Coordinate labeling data

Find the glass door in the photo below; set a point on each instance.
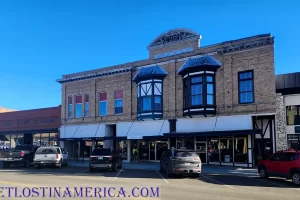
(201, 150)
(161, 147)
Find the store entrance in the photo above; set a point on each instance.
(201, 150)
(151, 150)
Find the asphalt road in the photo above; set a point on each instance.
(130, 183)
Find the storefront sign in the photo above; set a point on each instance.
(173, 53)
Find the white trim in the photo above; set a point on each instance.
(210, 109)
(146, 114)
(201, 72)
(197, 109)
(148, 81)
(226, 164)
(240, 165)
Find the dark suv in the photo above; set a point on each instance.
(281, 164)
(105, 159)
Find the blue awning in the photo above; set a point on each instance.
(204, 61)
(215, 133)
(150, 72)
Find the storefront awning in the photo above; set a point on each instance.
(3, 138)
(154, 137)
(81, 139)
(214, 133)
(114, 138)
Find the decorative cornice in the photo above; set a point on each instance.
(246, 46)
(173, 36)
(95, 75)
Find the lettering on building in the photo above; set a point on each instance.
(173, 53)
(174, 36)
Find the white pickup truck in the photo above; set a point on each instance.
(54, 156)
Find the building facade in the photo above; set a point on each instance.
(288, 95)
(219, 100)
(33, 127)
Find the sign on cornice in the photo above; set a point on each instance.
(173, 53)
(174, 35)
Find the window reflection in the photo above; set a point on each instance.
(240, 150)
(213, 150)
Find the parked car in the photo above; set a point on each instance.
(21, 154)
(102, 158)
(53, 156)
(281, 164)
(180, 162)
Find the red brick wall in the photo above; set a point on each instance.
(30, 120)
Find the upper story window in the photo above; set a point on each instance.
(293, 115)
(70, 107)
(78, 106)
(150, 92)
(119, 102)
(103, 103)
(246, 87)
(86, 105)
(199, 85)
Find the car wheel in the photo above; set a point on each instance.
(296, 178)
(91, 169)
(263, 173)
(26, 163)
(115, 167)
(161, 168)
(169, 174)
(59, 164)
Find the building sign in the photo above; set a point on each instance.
* * *
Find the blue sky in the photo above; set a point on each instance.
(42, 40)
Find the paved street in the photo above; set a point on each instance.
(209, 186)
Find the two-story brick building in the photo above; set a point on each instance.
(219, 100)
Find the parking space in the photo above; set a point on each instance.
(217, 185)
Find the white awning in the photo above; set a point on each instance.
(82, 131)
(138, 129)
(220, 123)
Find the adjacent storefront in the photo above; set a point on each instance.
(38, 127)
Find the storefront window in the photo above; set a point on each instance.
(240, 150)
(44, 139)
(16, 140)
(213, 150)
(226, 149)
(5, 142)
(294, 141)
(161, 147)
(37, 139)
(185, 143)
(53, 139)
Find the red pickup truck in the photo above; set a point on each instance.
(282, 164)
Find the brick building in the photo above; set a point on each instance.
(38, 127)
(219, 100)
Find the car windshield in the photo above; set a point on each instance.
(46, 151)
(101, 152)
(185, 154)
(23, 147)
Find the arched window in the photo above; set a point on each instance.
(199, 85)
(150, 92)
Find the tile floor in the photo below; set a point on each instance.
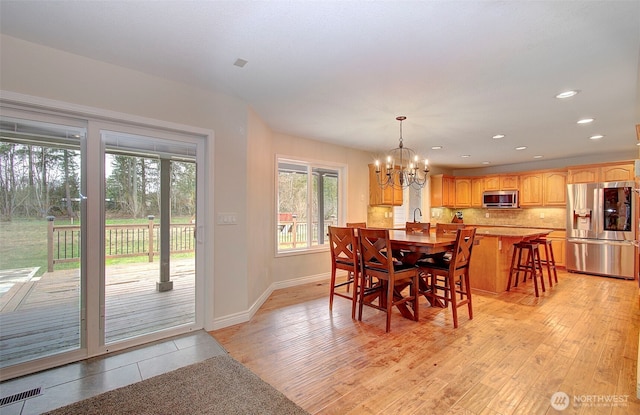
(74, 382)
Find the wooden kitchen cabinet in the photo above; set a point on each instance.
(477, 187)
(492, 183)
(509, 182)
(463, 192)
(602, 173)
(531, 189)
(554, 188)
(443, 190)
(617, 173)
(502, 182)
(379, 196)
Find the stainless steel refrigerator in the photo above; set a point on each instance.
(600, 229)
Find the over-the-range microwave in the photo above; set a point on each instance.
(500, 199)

## Goal
Edit the records from the line with "Find the upper" up to and including the line with "Find the building sign", replacing "car wheel" with "vehicle wheel" and keeping everything else unchanged.

## The reply
Find the upper story window in the photo above; set a point on each instance.
(293, 115)
(70, 107)
(78, 106)
(150, 92)
(119, 102)
(103, 103)
(246, 87)
(86, 105)
(199, 85)
Find the vehicle wheel in the photo above; set a point on each instance.
(296, 178)
(91, 169)
(263, 173)
(26, 163)
(115, 167)
(161, 168)
(169, 174)
(59, 164)
Find the building sign in the photo above; set a point on each instance.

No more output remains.